PROBLEM TO WORK ON: When the string "target" appears in a line of the records, show the whole line.

Excerpts from a dataset:
- - -

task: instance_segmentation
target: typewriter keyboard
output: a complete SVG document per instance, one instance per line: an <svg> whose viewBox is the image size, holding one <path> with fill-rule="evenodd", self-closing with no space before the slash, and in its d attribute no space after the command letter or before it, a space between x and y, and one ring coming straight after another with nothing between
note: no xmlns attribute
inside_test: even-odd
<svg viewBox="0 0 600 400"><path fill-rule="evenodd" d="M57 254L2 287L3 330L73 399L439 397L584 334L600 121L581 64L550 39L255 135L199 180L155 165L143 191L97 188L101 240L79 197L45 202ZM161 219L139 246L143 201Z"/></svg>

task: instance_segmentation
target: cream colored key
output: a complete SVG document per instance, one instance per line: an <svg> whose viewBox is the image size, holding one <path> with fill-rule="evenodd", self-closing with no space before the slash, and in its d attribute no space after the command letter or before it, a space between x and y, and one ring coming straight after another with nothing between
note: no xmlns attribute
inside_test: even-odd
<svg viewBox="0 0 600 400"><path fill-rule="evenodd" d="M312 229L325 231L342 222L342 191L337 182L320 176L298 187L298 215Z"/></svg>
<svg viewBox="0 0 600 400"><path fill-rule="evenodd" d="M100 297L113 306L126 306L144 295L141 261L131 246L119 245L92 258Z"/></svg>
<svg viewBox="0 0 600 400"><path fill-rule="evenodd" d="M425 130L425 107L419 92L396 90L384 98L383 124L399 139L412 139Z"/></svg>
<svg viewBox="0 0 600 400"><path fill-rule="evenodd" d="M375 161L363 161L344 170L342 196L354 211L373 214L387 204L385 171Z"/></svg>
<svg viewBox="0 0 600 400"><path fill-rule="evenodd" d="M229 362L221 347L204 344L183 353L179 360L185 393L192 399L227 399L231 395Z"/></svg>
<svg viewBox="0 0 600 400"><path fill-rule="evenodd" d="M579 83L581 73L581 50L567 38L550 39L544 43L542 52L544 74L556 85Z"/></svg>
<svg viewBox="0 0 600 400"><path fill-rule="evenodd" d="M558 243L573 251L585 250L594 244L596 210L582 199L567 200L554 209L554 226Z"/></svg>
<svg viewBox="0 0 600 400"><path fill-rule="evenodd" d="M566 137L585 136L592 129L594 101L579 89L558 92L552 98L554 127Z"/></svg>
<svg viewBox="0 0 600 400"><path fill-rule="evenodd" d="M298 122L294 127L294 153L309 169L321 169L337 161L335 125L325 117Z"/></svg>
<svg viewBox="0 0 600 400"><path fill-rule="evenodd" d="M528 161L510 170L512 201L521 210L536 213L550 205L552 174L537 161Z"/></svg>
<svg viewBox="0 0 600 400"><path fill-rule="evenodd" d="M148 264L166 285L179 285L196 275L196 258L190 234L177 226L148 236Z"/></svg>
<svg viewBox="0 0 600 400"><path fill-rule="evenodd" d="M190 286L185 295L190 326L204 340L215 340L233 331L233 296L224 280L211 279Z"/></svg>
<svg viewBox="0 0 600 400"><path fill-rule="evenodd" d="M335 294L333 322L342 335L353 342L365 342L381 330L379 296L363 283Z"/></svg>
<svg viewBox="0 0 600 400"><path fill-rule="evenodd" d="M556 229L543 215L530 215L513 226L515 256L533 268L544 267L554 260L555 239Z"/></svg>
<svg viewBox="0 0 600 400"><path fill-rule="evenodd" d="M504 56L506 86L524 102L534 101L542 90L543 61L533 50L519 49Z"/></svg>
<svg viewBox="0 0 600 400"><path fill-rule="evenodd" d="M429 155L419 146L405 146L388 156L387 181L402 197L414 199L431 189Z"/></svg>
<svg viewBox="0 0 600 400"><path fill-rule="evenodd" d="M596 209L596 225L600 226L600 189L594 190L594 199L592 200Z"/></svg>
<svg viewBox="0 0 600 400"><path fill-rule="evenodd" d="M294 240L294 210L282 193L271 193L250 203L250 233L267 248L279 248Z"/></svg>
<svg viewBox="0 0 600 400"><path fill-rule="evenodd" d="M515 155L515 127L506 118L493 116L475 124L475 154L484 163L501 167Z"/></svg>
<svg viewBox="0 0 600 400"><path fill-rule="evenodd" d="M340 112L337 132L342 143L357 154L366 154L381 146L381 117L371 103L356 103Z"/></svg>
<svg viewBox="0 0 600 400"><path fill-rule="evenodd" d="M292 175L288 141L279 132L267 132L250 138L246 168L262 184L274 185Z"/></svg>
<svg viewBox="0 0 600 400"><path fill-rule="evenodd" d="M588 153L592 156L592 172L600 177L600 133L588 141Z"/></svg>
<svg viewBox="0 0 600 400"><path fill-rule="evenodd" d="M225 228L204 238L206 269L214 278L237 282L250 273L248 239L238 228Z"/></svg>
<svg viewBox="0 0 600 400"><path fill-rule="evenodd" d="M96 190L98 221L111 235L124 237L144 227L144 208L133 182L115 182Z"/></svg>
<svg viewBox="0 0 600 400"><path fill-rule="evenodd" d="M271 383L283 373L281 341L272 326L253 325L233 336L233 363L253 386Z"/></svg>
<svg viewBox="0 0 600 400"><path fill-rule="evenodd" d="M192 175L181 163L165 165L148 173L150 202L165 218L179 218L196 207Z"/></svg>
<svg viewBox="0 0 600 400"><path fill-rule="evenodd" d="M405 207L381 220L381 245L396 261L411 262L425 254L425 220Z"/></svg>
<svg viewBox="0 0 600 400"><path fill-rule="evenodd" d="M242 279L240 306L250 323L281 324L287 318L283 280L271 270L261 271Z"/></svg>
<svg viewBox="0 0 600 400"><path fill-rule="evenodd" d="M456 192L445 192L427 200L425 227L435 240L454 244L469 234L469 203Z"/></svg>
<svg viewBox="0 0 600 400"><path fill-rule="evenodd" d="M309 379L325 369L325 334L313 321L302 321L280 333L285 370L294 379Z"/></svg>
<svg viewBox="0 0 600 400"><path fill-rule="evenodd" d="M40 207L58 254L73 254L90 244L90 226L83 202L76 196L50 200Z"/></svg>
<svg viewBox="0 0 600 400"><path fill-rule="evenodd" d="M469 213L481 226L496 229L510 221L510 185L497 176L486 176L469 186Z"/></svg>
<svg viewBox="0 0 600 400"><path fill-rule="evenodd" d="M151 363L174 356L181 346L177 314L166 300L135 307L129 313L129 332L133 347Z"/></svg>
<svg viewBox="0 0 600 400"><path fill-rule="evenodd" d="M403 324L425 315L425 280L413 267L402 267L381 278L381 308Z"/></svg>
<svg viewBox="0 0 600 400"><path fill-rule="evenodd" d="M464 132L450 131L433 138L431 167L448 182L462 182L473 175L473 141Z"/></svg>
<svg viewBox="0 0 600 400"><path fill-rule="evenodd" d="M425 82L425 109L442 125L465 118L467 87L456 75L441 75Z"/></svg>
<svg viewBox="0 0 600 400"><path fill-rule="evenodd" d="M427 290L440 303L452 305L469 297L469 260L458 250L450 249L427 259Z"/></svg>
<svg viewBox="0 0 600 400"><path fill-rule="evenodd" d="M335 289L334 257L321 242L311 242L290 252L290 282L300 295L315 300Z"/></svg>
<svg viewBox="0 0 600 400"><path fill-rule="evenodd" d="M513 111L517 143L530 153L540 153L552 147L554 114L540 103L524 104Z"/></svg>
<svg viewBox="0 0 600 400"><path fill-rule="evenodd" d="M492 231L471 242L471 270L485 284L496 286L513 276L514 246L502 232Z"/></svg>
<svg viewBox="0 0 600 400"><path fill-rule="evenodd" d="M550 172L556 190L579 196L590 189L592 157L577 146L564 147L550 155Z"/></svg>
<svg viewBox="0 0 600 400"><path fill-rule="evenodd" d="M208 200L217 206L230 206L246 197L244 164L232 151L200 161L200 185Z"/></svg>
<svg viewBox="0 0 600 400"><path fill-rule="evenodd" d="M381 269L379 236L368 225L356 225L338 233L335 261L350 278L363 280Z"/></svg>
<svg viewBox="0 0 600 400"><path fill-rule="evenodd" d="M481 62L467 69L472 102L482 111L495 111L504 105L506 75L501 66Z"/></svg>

- - -

YOUR SOLUTION:
target: typewriter keyboard
target: cream colored key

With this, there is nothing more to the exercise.